### TEXT PASSAGE
══════════

It was an amazing moment, to see the light bulb go off over that father’s head, said Edgerton. That was the moment the dad realized that he was becoming the parent that he didn’t like.
After that, the group worked with the dad on developing positive experiences so his child could bond with his dad in a positive way, not a negative way.
“One of the things that we do is we teach parents how to play with their child,” says Edgerton. “We have to teach them because so many of them never played with their parents. This is a behavior they now have to learn. They become embarrassed, they think their kid’s going to think they’re dumb if they play Barbie with them. But the kid craves that.”
The Parent Trust staff teach the parents who participate in their programs about the ACE Study -- the CDC/Kaiser Adverse Childhood Experience Study. They have them calculate their own scores, and link their childhood trauma with the behavior that’s currently affecting their lives and the lives of their children.
Then they teach them positive or protective behaviors that break the cycle of passing on high ACE scores to their children. Many parents have said that learning about ACE provided great relief because it helps them understand their own behavior, and makes them more determined to raise children with a lower ACE score than their own.
One notable aspect of Parent Trust’s approach is that the staff doesn’t focus on trauma alone anymore. “We talk about ACEs rather than trauma experiences,” says Edgerton. “To our way of thinking, experiences with ACEs are the root of trauma. Let’s cut out the middleman.”
But what's an ACE score and why should anyone care? Well, your ACE score may explain the state of your health, and why you eat, smoke, work, drink, or do drugs too much or engage in risky behavior too often. It may explain why you weight 100 pounds more than is healthy for you, why you’re depressed or angry, and/or why smoking or drinking relieves your stress. The ACE Study (Adverse Childhood Experience) is an ongoing project of the Centers for Disease Control and Kaiser Permanente, in which researchers have followed the health of 17,000 people since the late 1990s. The study found a direct link between child trauma and the adult onset of chronic disease, including lung and heart disease, diabetes and depression.
People with an ACE score of 4 or higher -- measured by the different types of trauma, not incidents of trauma -- have a greater risk of these diseases. Examples: Morbid obesity in women has been linked to emotional abuse in their childhoods. An ACE score of 4 increases the likelihood of lung disease by 390 percent and depression by 490 percent.

══════════

### DATA
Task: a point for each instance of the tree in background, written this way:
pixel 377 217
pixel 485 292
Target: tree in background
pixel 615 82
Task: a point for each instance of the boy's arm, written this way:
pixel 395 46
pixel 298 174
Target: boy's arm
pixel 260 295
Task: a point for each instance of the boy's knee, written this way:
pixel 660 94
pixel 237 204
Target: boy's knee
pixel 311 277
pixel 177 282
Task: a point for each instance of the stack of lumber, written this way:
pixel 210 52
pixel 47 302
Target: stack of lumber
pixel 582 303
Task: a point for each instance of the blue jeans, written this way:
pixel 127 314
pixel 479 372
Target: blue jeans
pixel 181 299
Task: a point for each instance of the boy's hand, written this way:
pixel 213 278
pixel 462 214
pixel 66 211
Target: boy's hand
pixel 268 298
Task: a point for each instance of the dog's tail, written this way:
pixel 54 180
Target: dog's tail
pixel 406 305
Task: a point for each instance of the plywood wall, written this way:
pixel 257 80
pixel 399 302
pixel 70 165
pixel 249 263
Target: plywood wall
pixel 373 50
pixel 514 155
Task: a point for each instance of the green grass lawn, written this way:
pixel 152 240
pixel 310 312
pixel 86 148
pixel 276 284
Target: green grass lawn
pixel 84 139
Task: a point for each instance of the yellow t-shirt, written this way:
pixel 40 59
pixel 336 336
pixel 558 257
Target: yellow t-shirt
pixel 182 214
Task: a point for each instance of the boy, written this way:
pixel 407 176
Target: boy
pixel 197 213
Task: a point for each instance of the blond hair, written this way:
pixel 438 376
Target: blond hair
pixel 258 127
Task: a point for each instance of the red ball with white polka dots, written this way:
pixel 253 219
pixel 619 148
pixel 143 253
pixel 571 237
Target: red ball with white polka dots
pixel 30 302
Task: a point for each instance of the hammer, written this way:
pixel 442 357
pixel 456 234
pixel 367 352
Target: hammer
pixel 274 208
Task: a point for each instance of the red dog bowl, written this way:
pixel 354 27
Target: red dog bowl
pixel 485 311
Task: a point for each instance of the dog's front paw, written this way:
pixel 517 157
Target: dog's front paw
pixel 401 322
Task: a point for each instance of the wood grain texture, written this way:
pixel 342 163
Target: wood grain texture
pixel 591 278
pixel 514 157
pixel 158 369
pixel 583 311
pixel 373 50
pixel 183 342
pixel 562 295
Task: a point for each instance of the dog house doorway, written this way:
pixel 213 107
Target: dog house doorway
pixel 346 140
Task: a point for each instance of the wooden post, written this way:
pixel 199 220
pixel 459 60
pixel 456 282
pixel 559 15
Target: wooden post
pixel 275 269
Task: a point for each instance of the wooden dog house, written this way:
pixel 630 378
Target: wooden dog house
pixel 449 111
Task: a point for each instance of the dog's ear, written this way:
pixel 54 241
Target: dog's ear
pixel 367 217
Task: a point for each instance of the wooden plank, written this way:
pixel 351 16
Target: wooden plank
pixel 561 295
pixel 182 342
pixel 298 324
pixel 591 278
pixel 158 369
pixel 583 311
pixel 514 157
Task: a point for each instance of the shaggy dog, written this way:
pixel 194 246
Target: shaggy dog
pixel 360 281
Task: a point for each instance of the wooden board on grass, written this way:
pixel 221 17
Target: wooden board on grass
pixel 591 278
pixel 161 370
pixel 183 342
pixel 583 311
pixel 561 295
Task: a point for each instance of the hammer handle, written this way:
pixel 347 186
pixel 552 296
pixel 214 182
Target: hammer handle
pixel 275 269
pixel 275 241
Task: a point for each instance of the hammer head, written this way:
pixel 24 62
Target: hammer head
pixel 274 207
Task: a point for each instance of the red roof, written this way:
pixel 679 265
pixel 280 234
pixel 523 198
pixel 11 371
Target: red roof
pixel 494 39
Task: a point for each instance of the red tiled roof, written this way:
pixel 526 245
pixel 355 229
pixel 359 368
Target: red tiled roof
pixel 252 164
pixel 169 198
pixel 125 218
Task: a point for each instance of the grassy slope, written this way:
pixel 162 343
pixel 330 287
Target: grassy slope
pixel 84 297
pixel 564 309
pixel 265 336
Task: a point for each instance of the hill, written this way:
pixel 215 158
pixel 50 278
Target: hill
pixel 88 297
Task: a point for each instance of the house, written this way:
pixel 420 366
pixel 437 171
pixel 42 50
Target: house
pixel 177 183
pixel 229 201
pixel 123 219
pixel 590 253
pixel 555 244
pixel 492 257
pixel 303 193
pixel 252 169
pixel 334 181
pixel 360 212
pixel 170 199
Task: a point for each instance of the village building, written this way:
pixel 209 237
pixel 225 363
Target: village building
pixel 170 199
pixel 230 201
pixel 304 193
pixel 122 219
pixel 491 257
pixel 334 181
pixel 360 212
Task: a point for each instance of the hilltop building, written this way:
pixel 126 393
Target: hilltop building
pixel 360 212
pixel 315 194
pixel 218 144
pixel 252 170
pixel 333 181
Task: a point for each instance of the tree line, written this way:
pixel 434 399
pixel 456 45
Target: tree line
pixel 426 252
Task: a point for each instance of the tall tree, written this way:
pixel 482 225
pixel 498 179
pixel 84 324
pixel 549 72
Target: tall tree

══════════

### REQUIRED TASKS
a: According to the passage about Parent Trust, how many people have researchers in the ACE Study followed since the late 1990s?
b: Rewrite the paragraph of the passage about Parent Trust that begins "People with an ACE score of 4 or higher" as a bulleted list that keeps its main facts.

### ANSWERS TO EACH TASK
a: 17,000 people.

b:
- An ACE score of 4 or higher brings a greater risk of the chronic diseases linked to child trauma.
- The score counts the different types of trauma, not the incidents of trauma.
- Morbid obesity in women has been linked to emotional abuse in childhood.
- A score of 4 raises the likelihood of lung disease by 390 percent and of depression by 490 percent.